-- Start --

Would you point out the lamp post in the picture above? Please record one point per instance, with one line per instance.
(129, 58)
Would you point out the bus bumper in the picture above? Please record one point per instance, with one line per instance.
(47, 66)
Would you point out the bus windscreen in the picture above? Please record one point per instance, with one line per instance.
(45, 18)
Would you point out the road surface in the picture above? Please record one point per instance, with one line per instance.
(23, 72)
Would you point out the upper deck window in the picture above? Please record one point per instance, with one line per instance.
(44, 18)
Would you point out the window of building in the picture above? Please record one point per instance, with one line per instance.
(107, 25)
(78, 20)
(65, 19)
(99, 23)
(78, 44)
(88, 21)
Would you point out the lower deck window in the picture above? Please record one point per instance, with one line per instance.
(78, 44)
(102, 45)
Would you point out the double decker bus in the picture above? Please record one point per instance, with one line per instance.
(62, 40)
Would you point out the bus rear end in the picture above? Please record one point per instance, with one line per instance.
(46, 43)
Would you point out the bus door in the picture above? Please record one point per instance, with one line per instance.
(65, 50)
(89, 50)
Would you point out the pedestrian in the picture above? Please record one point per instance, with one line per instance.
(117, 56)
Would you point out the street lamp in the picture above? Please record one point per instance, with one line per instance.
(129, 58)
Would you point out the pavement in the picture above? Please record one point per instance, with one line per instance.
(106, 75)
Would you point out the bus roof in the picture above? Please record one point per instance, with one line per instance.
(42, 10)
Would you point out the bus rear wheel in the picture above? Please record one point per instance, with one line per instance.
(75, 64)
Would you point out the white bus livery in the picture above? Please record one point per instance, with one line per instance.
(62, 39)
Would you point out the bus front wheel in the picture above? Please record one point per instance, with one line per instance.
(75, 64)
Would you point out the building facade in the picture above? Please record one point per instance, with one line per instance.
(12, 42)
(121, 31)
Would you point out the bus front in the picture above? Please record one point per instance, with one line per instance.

-- End --

→ TASK OBJECTIVE
Starting at the line that contains "Would you point out the building" and continuing through the last of the entries, output those lines as a numbered list, omitting any blank lines.

→ EXERCISE OUTPUT
1. Would you point out the building facade in the picture above? Please record one point per instance, with one line per instance.
2. (12, 42)
3. (121, 31)
4. Would you point out the bus front in the picture above? Please record one point per instance, with one line per instance.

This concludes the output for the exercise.